Exercise goal
Take the line that contains "Would you be willing to mark the bridal bouquet" and every line after it in the material below, and quote them exactly.

Data provided
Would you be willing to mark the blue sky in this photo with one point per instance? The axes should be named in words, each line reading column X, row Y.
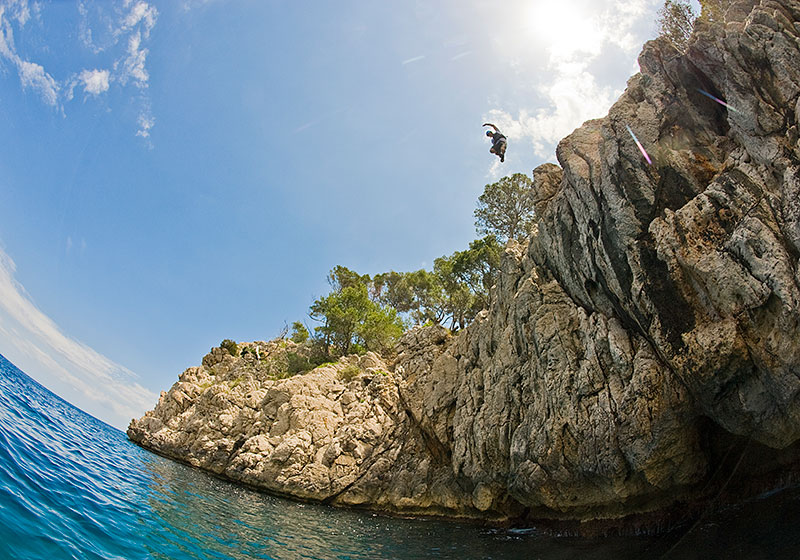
column 175, row 173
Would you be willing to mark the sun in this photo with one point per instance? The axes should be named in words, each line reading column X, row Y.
column 563, row 26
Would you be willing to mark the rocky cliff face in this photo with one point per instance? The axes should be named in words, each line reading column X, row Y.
column 648, row 333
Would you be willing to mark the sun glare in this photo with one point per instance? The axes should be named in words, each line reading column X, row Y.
column 563, row 27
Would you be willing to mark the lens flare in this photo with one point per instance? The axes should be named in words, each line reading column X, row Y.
column 639, row 144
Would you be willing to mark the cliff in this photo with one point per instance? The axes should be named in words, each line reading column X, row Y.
column 642, row 350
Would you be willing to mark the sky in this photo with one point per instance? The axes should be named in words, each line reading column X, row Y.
column 176, row 173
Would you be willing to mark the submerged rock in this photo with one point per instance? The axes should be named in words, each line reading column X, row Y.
column 650, row 325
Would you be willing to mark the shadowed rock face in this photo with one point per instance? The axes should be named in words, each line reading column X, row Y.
column 652, row 317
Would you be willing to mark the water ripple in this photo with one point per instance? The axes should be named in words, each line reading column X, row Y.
column 72, row 487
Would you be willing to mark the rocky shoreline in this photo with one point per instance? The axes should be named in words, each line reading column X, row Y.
column 646, row 335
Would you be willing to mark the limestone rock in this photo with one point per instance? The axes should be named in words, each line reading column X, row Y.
column 651, row 321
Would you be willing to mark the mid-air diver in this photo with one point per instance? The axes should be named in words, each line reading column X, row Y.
column 499, row 142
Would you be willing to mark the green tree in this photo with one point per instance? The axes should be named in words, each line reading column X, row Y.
column 299, row 332
column 714, row 10
column 675, row 22
column 505, row 208
column 466, row 278
column 351, row 320
column 419, row 294
column 230, row 346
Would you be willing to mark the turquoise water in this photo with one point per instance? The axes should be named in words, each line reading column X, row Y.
column 73, row 487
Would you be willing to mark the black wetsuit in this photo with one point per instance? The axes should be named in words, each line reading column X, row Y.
column 499, row 145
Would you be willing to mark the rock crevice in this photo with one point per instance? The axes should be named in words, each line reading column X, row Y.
column 653, row 307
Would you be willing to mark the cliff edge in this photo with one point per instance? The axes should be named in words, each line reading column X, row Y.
column 641, row 350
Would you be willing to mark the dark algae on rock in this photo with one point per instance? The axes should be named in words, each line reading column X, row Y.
column 641, row 351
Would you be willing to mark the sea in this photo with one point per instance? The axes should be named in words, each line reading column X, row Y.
column 74, row 487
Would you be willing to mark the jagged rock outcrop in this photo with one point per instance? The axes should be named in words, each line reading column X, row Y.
column 651, row 322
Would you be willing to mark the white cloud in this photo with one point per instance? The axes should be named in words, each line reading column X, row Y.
column 127, row 26
column 95, row 81
column 574, row 35
column 31, row 74
column 414, row 59
column 141, row 12
column 38, row 346
column 146, row 122
column 134, row 64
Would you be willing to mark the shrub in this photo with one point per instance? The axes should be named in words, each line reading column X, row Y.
column 299, row 332
column 230, row 346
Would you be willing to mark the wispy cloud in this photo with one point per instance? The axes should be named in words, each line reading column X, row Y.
column 410, row 60
column 95, row 81
column 575, row 35
column 88, row 379
column 119, row 33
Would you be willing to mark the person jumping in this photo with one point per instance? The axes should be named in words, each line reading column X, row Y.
column 499, row 142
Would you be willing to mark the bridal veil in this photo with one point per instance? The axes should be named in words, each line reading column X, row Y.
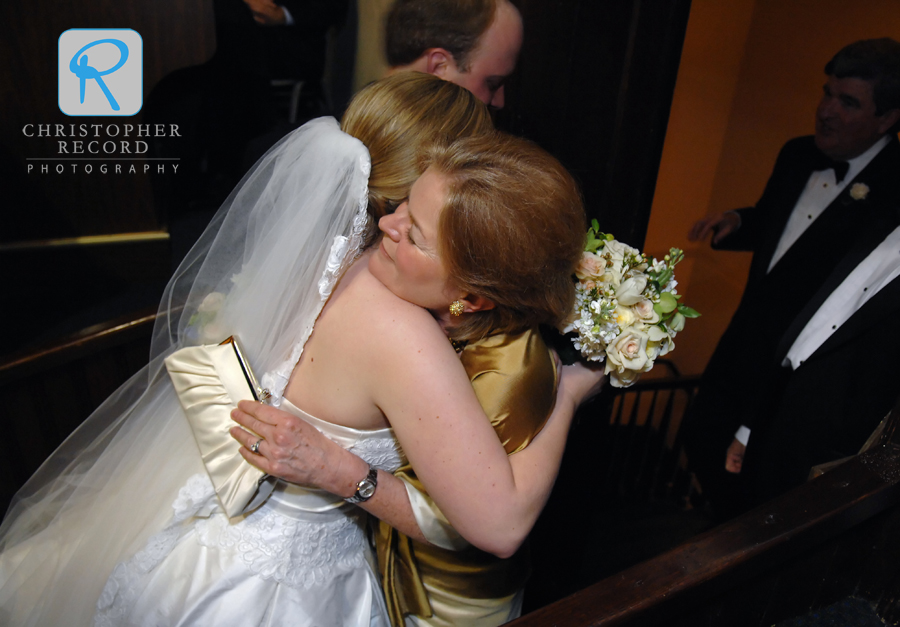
column 262, row 270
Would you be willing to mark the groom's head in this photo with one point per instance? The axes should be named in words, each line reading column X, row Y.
column 473, row 43
column 861, row 99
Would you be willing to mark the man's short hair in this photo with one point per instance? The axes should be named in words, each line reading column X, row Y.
column 875, row 60
column 414, row 26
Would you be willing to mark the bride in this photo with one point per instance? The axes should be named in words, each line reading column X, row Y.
column 124, row 511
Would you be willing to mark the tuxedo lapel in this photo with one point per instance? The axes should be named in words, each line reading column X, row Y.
column 869, row 239
column 880, row 209
column 795, row 177
column 879, row 176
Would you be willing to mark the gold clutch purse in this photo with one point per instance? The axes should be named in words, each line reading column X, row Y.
column 209, row 382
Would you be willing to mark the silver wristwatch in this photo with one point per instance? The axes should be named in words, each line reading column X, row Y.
column 365, row 488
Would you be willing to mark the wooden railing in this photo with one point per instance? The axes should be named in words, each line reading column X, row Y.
column 644, row 454
column 837, row 535
column 47, row 392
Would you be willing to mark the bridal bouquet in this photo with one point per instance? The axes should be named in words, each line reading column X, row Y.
column 626, row 307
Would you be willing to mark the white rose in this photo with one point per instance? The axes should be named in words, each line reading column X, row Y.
column 631, row 290
column 591, row 266
column 660, row 343
column 213, row 333
column 615, row 252
column 623, row 379
column 624, row 316
column 643, row 309
column 628, row 352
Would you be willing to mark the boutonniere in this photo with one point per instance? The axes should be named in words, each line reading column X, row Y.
column 859, row 191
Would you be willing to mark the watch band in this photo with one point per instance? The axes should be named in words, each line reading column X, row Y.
column 365, row 488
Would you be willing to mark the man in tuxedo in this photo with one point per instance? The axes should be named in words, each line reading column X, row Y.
column 474, row 44
column 804, row 373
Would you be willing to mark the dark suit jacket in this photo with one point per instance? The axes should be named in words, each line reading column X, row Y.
column 744, row 382
column 833, row 401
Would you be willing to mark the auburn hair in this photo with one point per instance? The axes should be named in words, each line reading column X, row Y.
column 511, row 230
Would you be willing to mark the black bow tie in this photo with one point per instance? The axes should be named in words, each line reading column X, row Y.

Solution
Would you be willing to mark the bridal bouquet in this photo with one point per instance? The axes should be named in words, each line reading column X, row Y.
column 626, row 307
Would you be willing to mark the white rose in this photo with one point per instance? The axes should be named in words, each line reading column X, row Y.
column 631, row 290
column 591, row 266
column 660, row 343
column 213, row 333
column 615, row 252
column 623, row 379
column 624, row 316
column 643, row 309
column 628, row 352
Would you be willing to mark the boutonniere in this photo with one point per instance? The axes should be named in words, each line reading column X, row Y.
column 859, row 191
Would you be willing to mark the watch band in this photo with one point per instance? The axes should be named in words, each line reading column X, row Y.
column 365, row 488
Would you be willing to mark the man in tuxedo in this photo with one point per instance? The axes should be named in words, each line reading column X, row Y.
column 474, row 44
column 804, row 373
Would you be willing to mark the dark suit jacket in this photo with one point per instance? The axes should be named in words, each line reading column X, row Y.
column 744, row 382
column 833, row 401
Would you be willing to mark the auburn hair in this photo with one point per instance? The axes should be named in words, each line reading column X, row Y.
column 511, row 230
Would you be willing to mark the black bow tie in this photo with one point per instance? The axes should be named in words, each line reading column X, row Y.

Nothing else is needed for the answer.